Please reproduce the data from the line with "Where can the glossy" through the end, requests included, scaling every coordinate in the answers by 1.65 and rounding to whole numbers, with halves rounded up. Return only those lines, and leave the requests and their format samples unchanged.
━━━━━━━━
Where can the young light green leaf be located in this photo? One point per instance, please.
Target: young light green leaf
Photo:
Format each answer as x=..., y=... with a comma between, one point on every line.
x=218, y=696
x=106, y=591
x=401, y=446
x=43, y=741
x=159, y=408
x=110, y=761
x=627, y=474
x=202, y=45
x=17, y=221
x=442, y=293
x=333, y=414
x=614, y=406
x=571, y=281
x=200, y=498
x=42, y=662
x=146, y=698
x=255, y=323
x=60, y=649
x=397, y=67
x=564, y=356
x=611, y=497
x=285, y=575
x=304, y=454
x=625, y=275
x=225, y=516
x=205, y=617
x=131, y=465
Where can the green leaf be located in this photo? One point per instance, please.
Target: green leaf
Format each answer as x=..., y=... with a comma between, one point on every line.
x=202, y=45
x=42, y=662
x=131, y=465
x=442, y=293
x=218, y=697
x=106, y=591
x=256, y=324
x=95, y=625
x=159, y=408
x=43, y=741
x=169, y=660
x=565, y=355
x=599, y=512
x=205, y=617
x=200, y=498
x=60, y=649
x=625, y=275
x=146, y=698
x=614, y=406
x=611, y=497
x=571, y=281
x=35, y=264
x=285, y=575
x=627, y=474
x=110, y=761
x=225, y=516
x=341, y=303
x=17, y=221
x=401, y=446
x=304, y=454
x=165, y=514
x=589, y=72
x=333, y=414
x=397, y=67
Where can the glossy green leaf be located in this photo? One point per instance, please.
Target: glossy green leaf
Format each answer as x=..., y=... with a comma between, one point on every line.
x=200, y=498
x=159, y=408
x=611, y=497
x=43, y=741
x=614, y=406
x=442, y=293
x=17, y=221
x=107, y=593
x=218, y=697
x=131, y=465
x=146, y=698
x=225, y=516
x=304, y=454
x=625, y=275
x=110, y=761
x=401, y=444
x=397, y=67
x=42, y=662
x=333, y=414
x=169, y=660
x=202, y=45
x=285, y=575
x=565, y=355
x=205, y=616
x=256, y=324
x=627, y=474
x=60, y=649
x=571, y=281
━━━━━━━━
_Full answer_
Where can the glossy green leaf be located in this photo? One point per instance, please.
Target: glossy green leaf
Format each answer as x=..., y=... with a comma between, one point on every line.
x=330, y=822
x=262, y=673
x=1008, y=820
x=71, y=1223
x=1013, y=670
x=729, y=483
x=28, y=365
x=177, y=978
x=360, y=1150
x=216, y=767
x=241, y=1152
x=371, y=851
x=502, y=749
x=1031, y=454
x=182, y=1256
x=662, y=733
x=655, y=111
x=69, y=1092
x=549, y=683
x=279, y=1089
x=333, y=74
x=470, y=949
x=932, y=586
x=338, y=1016
x=422, y=535
x=1035, y=782
x=99, y=1071
x=942, y=464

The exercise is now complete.